▶ WHAT IS NEEDED: Retype the records that come next, word for word.

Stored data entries
_ _ _ _

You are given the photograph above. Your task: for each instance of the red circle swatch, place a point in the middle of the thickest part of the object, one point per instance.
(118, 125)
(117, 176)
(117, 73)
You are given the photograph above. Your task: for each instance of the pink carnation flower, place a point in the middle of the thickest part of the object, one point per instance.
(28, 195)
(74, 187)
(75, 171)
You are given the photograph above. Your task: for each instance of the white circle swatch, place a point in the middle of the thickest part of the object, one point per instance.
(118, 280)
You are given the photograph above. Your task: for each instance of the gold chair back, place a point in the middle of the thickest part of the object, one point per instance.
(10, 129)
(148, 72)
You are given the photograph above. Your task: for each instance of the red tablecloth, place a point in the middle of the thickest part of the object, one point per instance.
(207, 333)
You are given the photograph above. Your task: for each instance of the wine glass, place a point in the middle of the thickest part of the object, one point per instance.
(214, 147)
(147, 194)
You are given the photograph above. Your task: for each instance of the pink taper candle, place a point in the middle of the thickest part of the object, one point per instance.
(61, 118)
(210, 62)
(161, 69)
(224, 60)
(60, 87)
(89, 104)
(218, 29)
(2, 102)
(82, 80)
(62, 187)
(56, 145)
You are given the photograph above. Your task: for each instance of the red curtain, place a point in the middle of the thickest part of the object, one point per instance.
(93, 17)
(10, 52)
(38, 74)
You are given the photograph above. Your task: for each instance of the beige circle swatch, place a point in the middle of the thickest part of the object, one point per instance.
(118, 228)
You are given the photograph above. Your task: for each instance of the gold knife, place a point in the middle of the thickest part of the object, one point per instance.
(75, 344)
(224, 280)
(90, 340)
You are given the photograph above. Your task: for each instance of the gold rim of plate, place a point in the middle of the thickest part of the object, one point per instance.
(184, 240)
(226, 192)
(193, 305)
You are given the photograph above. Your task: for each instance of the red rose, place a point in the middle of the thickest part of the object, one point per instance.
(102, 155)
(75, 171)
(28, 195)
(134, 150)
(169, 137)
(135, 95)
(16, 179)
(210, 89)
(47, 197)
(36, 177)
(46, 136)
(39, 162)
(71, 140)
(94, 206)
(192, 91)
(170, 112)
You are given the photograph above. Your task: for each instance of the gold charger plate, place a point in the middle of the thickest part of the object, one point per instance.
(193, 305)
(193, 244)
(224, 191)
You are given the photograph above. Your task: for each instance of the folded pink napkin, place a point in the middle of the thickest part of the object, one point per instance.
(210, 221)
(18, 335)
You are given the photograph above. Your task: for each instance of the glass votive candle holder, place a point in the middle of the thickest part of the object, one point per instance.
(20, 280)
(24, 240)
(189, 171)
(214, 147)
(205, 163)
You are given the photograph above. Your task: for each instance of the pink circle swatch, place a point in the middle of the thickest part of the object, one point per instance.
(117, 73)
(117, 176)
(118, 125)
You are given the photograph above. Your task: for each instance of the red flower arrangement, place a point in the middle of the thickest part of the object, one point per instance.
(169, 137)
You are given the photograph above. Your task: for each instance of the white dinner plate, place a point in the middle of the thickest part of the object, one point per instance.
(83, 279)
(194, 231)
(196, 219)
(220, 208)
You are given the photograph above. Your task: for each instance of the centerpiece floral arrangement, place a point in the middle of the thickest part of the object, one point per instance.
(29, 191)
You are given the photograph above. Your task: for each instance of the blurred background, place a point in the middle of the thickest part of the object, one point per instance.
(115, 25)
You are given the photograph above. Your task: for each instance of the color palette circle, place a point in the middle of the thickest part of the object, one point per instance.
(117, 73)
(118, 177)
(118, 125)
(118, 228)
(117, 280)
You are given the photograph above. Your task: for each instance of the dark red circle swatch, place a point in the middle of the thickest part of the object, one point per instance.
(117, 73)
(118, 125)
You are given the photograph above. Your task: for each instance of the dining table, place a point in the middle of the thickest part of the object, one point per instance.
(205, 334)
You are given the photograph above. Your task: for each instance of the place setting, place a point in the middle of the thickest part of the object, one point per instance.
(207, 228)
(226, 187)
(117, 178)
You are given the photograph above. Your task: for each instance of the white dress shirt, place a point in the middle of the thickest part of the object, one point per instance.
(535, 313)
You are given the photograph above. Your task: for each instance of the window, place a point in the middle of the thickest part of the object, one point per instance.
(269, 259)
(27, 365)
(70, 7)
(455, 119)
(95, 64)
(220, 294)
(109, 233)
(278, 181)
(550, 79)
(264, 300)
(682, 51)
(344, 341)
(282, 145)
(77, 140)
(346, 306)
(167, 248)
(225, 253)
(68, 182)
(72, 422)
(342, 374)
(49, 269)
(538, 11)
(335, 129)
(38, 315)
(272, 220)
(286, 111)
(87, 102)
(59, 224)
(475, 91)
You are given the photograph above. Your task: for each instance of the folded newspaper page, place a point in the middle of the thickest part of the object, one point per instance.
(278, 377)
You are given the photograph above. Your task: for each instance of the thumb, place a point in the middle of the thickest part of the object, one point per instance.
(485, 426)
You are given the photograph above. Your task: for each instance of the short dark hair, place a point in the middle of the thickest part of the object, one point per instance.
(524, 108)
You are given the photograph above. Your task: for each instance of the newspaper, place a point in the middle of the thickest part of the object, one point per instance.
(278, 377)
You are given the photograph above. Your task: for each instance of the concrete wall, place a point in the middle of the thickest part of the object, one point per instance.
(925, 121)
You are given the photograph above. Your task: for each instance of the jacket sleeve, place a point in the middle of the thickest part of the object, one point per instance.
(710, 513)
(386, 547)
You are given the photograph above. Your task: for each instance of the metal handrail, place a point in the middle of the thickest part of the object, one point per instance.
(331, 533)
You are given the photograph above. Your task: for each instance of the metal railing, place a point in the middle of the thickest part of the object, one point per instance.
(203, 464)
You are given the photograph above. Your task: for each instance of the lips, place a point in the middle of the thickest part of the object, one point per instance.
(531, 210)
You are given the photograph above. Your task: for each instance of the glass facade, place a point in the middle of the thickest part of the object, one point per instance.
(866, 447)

_ _ _ _

▶ ANSWER TO THIS EXERCISE:
You are given the photograph above. Your task: for each instance of the red circle swatch, place a point in the middle of the thickest part of the object, one point per instance.
(118, 125)
(117, 176)
(117, 73)
You are given the photograph above. Your task: for each instance of the pink carnation flower, place a point in the middle of the thickest part of the object, one point per instance.
(28, 195)
(74, 187)
(75, 171)
You are given the photograph above. Your task: for each instance of the white circle swatch, place a point in the middle of the thickest part of the object, one point per instance.
(118, 280)
You are given the photograph above. Your task: for each instance of the gold chair back, place a point in the middle of the thickest part of the object, one point per instance.
(10, 129)
(148, 72)
You are given the photograph above. Your task: for each instance of the red tablecloth, place a point in the middle of the thickest part of the object, one point per instance.
(207, 333)
You are given the photograph above. Your task: for each instance of the wine glass, place a point in the middle of the thickest part of the object, one point per instance.
(214, 147)
(147, 194)
You are given the photograph above. Your task: for each instance of the pink taper candle, place a point in the middle of the thickest part of the object, one point per instance.
(61, 118)
(210, 62)
(161, 69)
(224, 60)
(60, 87)
(89, 104)
(218, 29)
(2, 102)
(82, 80)
(62, 187)
(56, 145)
You are given the photograph above. Your task: for each instance of the red curtain, place a point in the middle of the thickest part of the object, one point per instance.
(93, 17)
(10, 52)
(38, 74)
You are given the photograph above. Your task: for each instance of the beige circle swatch, place a point in the middle of the thickest part of the object, one point per instance.
(118, 228)
You are given the photograph above. Your task: for each instance of the gold knife, place a point in the middle of the thickest part of the object, one point per instance.
(75, 344)
(224, 280)
(90, 340)
You are given the photograph above. Your task: for each instance of the gold rim of plate, place a point in the middle of the thickest part of the object, one point per instance.
(184, 240)
(226, 192)
(193, 305)
You are given the photograph above. Your task: for each instance of the red rose, place a point in the middle of the thickest part of the object, one point per instance.
(102, 155)
(75, 171)
(28, 195)
(134, 150)
(169, 137)
(135, 95)
(16, 179)
(210, 89)
(47, 197)
(36, 177)
(46, 136)
(39, 162)
(71, 140)
(94, 206)
(192, 91)
(170, 112)
You are given the photograph above. Your task: for each instance of the gold charger plate, place a point in the middle of the thickest part of the object, one point per instance.
(193, 305)
(193, 244)
(224, 191)
You are given the photograph above. Your task: for each instance of the folded pink napkin, place a point in the middle of the thickest part of the object, one point per instance.
(210, 221)
(18, 335)
You are given the photograph above. Your task: for each instance of the glass votive candle holder, place a point in the middle of the thickest part of the object, one point per instance.
(20, 280)
(24, 240)
(189, 171)
(214, 147)
(205, 163)
You are given the photograph above. Your task: for each instance of the pink circle swatch, place a point in the middle of the thickest part of the object, one point per instance.
(117, 73)
(117, 176)
(118, 125)
You are given the photograph above. Your task: for each instance of the red flower arrangement, place a point in the middle of the thickest part of the object, one point per instance.
(169, 137)
You are given the photograph above. Your task: for each instance of the white dinner plate, place a point in the middle of the thickest part of the object, one point per instance.
(83, 279)
(194, 231)
(196, 219)
(220, 208)
You are given the photograph above. Your task: for each instance of the centerpiece floral arrangement, place a point in the middle of the thickest part of the object, one point per instance.
(29, 191)
You are given the photograph above. Your task: for each instance of the blurred background, place a point in the middle of the thickest part of the object, one point per instance.
(115, 25)
You are given the photograph above. Your task: for each instance of the color palette circle, place a point in the middle of the thickest part of the object, one point per instance.
(117, 73)
(118, 177)
(118, 125)
(118, 228)
(117, 280)
You are given the photograph above. Your task: for each instance of the dark red circle swatch, place a point in the middle of the thickest part of the object, one point per instance.
(117, 73)
(118, 125)
You are given the photograph above. Your task: for each instance of the dining table, place a point in the middle of the thickest part of the object, one point per instance.
(205, 334)
You are given the photograph above. Your task: for each instance of the place setting, place a point in the middle of the thickest part of the object, one point per instance.
(207, 228)
(226, 187)
(117, 178)
You are given the photograph above. Your task: for each instance of the white dress shirt, place a point in the middle of the thickest part of the object, one point per instance.
(535, 313)
You are given the photograph above. Your task: for each instance of the window, place a point in the middle of the thickest part of the object, one point per instance.
(269, 259)
(27, 365)
(70, 7)
(455, 119)
(95, 64)
(220, 294)
(109, 233)
(278, 181)
(550, 79)
(264, 300)
(682, 51)
(344, 341)
(282, 145)
(77, 140)
(346, 306)
(167, 248)
(225, 253)
(68, 182)
(72, 422)
(342, 374)
(49, 269)
(538, 11)
(335, 129)
(38, 315)
(272, 220)
(286, 111)
(87, 102)
(59, 224)
(475, 91)
You are given the photograph above. Your task: for each instance of the folded newspaper page, place a point in the middle of the thickest part of the object, one point per instance.
(278, 377)
You are given the photograph above. Your task: for each instance of the thumb, place a point in the middle of the thickest part of the object, one point per instance.
(485, 426)
You are given the photograph above. Your task: for each instance of the short dark hair, place a point in the middle of the thickest part of the object, one point per instance.
(524, 108)
You are given the photograph above. Your task: for each instance of the newspaper, place a point in the middle of the thickest part of the object, one point per instance.
(278, 377)
You are given the photograph above. Your task: for each instance of the concrete wall, place a point in the middle of the thickest part of the object, one point per instance.
(925, 121)
You are given the photograph above. Your task: for each instance of the jacket sleeve, place a point in the middle of the thickest part of the object, one point per instance.
(710, 513)
(386, 547)
You are given the photograph above. Your task: for each instance of the metal handrail, place a point in the middle of the thickest part of the object, one point per instance.
(331, 533)
You are given the photograph above. Your task: for each instance of the metal railing, place a point in the middle of the thickest part of the object, one point per instance.
(203, 464)
You are given the photograph above. Your task: for each instance of the lips, place a point in the middle of the thickest part of the object, one point per instance.
(531, 210)
You are given the photograph above. Your task: for each instance of the glass facade, place a point in the middle of the thickest part of the object, one point per instance.
(866, 447)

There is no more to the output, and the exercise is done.